## DESCRIPTION OF THE TASK
Render the lines below as a JSON list of strings, one string per line, omitting blank lines. Leave the pictures out of the answer.

Some records:
## START

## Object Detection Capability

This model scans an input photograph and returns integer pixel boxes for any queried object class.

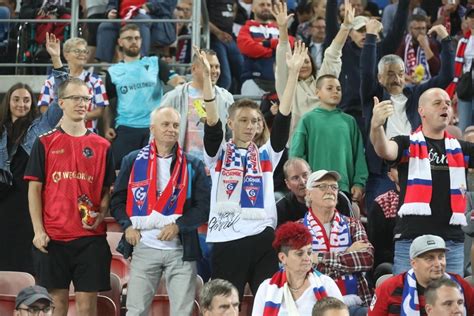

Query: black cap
[15,285,53,309]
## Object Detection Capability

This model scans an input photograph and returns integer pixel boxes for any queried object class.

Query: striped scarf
[263,269,328,316]
[405,34,431,81]
[126,140,188,225]
[400,269,466,316]
[446,30,471,98]
[398,126,467,226]
[303,209,358,295]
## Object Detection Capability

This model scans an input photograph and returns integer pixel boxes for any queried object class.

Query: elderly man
[360,20,454,210]
[302,170,374,315]
[161,50,234,160]
[199,279,240,316]
[425,278,464,316]
[277,158,352,226]
[369,235,474,316]
[370,88,474,275]
[13,285,54,316]
[111,107,209,315]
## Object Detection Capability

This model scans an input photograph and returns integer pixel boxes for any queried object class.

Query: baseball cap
[352,15,369,31]
[15,285,53,309]
[306,169,341,189]
[410,235,449,259]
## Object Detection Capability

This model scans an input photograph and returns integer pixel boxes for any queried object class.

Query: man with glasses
[301,170,374,316]
[38,37,109,133]
[396,14,441,84]
[24,32,115,316]
[13,285,54,316]
[104,24,184,169]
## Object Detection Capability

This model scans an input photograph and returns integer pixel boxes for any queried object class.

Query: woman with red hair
[252,222,342,316]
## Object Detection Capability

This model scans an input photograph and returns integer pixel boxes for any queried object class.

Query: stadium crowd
[0,0,474,316]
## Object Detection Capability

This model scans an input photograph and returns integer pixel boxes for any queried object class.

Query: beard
[122,46,140,57]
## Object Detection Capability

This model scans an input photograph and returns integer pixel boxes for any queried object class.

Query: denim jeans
[393,239,464,276]
[211,36,244,93]
[458,98,474,133]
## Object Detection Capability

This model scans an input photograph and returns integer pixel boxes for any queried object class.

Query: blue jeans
[365,172,395,214]
[393,239,464,276]
[458,98,474,133]
[211,35,244,93]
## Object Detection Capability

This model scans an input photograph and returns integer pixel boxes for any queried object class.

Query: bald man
[370,88,474,275]
[110,107,210,315]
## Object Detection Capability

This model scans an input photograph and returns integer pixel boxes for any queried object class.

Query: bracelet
[203,96,216,103]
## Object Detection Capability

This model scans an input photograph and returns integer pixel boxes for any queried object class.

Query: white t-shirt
[140,156,183,250]
[386,94,411,139]
[204,140,283,242]
[252,274,343,316]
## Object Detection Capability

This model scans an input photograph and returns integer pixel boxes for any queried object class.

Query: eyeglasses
[313,183,339,191]
[70,48,89,55]
[61,95,92,104]
[18,306,54,316]
[121,36,142,42]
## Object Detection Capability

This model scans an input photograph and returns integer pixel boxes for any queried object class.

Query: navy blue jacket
[110,147,211,261]
[360,34,454,174]
[324,0,410,115]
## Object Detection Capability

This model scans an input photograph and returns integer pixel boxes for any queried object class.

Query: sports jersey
[24,128,115,241]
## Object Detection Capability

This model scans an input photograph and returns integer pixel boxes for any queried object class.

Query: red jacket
[368,272,474,316]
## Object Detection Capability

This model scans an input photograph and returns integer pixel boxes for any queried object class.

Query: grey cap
[306,169,341,189]
[410,235,449,259]
[352,15,369,31]
[15,285,53,309]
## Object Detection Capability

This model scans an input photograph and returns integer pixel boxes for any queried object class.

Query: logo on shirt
[82,147,94,158]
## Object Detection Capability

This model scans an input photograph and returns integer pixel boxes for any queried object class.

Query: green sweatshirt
[290,108,369,193]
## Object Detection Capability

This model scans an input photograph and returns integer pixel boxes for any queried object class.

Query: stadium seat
[0,294,16,315]
[0,271,35,296]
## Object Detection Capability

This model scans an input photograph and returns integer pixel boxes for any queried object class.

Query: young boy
[290,75,368,202]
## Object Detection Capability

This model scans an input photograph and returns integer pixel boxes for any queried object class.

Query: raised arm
[370,97,398,161]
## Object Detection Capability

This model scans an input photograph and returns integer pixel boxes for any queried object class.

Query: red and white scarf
[398,126,467,226]
[446,30,471,98]
[216,140,271,219]
[404,34,431,81]
[263,269,328,316]
[126,140,189,229]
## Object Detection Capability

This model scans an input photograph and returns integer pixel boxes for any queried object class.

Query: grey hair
[377,54,405,74]
[63,37,87,52]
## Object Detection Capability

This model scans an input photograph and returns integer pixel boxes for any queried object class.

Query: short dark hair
[58,77,89,99]
[408,14,428,24]
[311,296,349,316]
[119,23,140,37]
[227,99,260,119]
[316,75,339,89]
[425,277,459,305]
[199,279,239,310]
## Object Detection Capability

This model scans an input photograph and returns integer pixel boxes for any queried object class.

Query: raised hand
[46,33,61,58]
[286,41,308,73]
[193,45,211,76]
[271,2,294,28]
[342,0,355,28]
[372,97,393,128]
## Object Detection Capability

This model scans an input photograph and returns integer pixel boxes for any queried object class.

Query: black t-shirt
[207,0,234,34]
[393,136,474,241]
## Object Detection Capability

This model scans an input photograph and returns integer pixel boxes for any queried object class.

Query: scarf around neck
[126,140,189,229]
[263,269,328,316]
[303,208,358,295]
[398,126,467,226]
[216,140,271,219]
[400,269,466,316]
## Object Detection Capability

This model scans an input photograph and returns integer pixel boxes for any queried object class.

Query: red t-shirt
[24,128,115,241]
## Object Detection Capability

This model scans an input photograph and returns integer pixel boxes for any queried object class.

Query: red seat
[104,216,122,233]
[0,294,16,316]
[239,283,253,316]
[0,271,35,296]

## END

## RESPONSE
[
  "## Object Detection Capability",
  "This model scans an input photograph and returns integer pixel boxes for any queried object class.",
  "Query: black cap",
  "[15,285,53,309]",
  "## Object Detection Capability",
  "This model scans an input photograph and returns integer pixel boxes for any queried object class.",
  "Query: striped scarf",
  "[263,269,328,316]",
  "[405,34,431,81]",
  "[126,140,188,225]",
  "[400,269,466,316]",
  "[446,30,471,98]",
  "[398,126,467,226]",
  "[303,209,358,295]",
  "## Object Detection Capability",
  "This model scans an input photograph and returns integer pixel boxes for any queried object class.",
  "Query: elderly man",
  "[360,20,454,210]",
  "[302,170,374,315]",
  "[161,50,234,160]",
  "[199,279,240,316]",
  "[425,278,464,316]",
  "[277,158,352,226]",
  "[369,235,474,316]",
  "[370,88,474,275]",
  "[13,285,54,316]",
  "[111,107,209,315]",
  "## Object Detection Capability",
  "This model scans an input photograph and returns integer pixel boxes for any queried object class.",
  "Query: baseball cap",
  "[352,15,369,31]",
  "[15,285,53,309]",
  "[306,169,341,189]",
  "[410,235,449,259]",
  "## Object Detection Capability",
  "This model scans an input photograph and returns integer pixel boxes for any queried object class.",
  "Query: man with glasses",
  "[301,170,374,316]",
  "[38,37,109,133]",
  "[396,14,441,84]",
  "[24,32,115,316]",
  "[13,285,54,316]",
  "[104,24,184,169]",
  "## Object Detection Capability",
  "This model scans an input photograph and returns integer pixel boxes for any queried object class.",
  "Query: woman with red hair",
  "[252,222,342,316]",
  "## Object Detection Capability",
  "This model scans an input photograph and returns integer pixel boxes for any queried object class.",
  "Query: stadium crowd",
  "[0,0,474,316]",
  "## Object Detection Capability",
  "This model scans an input photograph and returns integer pixel boxes for any queried object class.",
  "Query: beard",
  "[122,46,140,57]",
  "## Object Detection Capability",
  "This model scans an input photograph and returns integer pixel boxes for any queried object class.",
  "Query: denim jeans",
  "[393,239,464,276]",
  "[211,36,244,93]",
  "[458,98,474,133]",
  "## Object Detection Capability",
  "This model scans an input photograph and returns integer pixel boxes for any queried object class.",
  "Query: blue jeans",
  "[365,172,395,214]",
  "[393,239,464,276]",
  "[458,98,474,133]",
  "[211,35,244,93]",
  "## Object Detection Capability",
  "This model scans an input photograph and returns integer pixel boxes for any queried object class.",
  "Query: bald man",
  "[370,88,474,275]",
  "[110,107,210,315]",
  "## Object Detection Capability",
  "This model scans an input photograph and returns integer pixel boxes for any queried object class.",
  "Query: bracelet",
  "[203,96,216,103]",
  "## Object Detection Capability",
  "This model scans an input photograph and returns integer pixel boxes for any queried object class.",
  "Query: white t-shirt",
  "[140,156,183,250]",
  "[386,94,411,139]",
  "[204,140,283,242]",
  "[252,274,343,316]",
  "## Object Detection Capability",
  "This model scans an input photograph and returns integer pixel boxes for any queried object class.",
  "Query: eyeglasses",
  "[313,183,339,191]",
  "[70,48,89,55]",
  "[61,95,92,104]",
  "[18,306,54,316]",
  "[121,36,142,42]",
  "## Object Detection Capability",
  "This model scans an input photograph and returns integer pixel boxes for any queried object class.",
  "Query: navy blue jacket",
  "[110,147,211,261]",
  "[360,34,454,174]",
  "[324,0,410,115]",
  "## Object Detection Capability",
  "This model scans an input photograph and returns integer pixel boxes for any queried object class.",
  "Query: sports jersey",
  "[24,128,115,241]",
  "## Object Detection Capability",
  "This model scans an input photograph and returns integer pixel boxes for any queried object class.",
  "Query: red jacket",
  "[368,272,474,316]",
  "## Object Detection Capability",
  "This model scans an input photograph and returns integer pixel boxes for any queried object class.",
  "Query: grey cap",
  "[306,169,341,189]",
  "[410,235,449,259]",
  "[352,15,369,31]",
  "[15,285,53,309]",
  "## Object Detection Capability",
  "This model scans an input photograph and returns integer pixel boxes for any queried object class.",
  "Query: logo on shirt",
  "[82,147,94,158]",
  "## Object Detection Capability",
  "This model scans an input photograph and returns integer pixel boxes for any queried object class.",
  "Query: green sweatshirt",
  "[290,108,369,193]",
  "## Object Detection Capability",
  "This model scans an input photograph and returns integer pixel boxes for any queried object class.",
  "Query: stadium seat",
  "[0,294,16,315]",
  "[0,271,35,296]",
  "## Object Detection Capability",
  "This model scans an input photograph and returns integer pixel boxes for any queried object class.",
  "Query: young boy",
  "[290,75,368,202]",
  "## Object Detection Capability",
  "This model scans an input photograph and returns integer pixel boxes for any queried object class.",
  "Query: raised arm",
  "[370,97,398,161]",
  "## Object Detection Capability",
  "This model scans an input photograph and returns integer pixel boxes for any queried object class.",
  "Query: red and white scarf",
  "[398,126,467,226]",
  "[446,30,471,98]",
  "[216,140,271,219]",
  "[404,34,431,81]",
  "[263,269,328,316]",
  "[126,140,189,229]",
  "## Object Detection Capability",
  "This model scans an input photograph and returns integer pixel boxes for any queried object class.",
  "Query: grey hair",
  "[377,54,405,74]",
  "[63,37,87,52]",
  "## Object Detection Capability",
  "This model scans an input photograph and returns integer pixel boxes for any queried object class.",
  "Query: short dark hair",
  "[58,77,89,99]",
  "[408,14,428,24]",
  "[311,296,349,316]",
  "[119,23,140,37]",
  "[227,99,260,119]",
  "[316,75,339,89]",
  "[425,277,459,305]",
  "[199,279,239,310]",
  "## Object Detection Capability",
  "This model scans an input photograph and returns integer pixel boxes for any queried object class.",
  "Query: raised hand",
  "[46,33,61,58]",
  "[286,41,308,73]",
  "[193,45,211,76]",
  "[271,2,294,28]",
  "[342,0,355,28]",
  "[372,97,393,128]",
  "## Object Detection Capability",
  "This model scans an input photograph and returns integer pixel boxes for any queried object class.",
  "Query: black t-shirt",
  "[207,0,234,34]",
  "[393,136,474,241]",
  "## Object Detection Capability",
  "This model scans an input photograph and returns integer pixel boxes for any queried object class.",
  "Query: scarf around neck",
  "[126,140,189,229]",
  "[263,269,328,316]",
  "[303,208,358,295]",
  "[398,126,467,226]",
  "[216,140,271,219]",
  "[400,269,466,316]",
  "## Object Detection Capability",
  "This model scans an input photograph and returns integer pixel boxes for any queried object class.",
  "Query: red t-shirt",
  "[24,128,115,241]",
  "## Object Detection Capability",
  "This model scans an input photograph and returns integer pixel boxes for any queried object class.",
  "Query: red seat",
  "[104,216,122,233]",
  "[0,294,16,316]",
  "[239,283,253,316]",
  "[0,271,35,296]"
]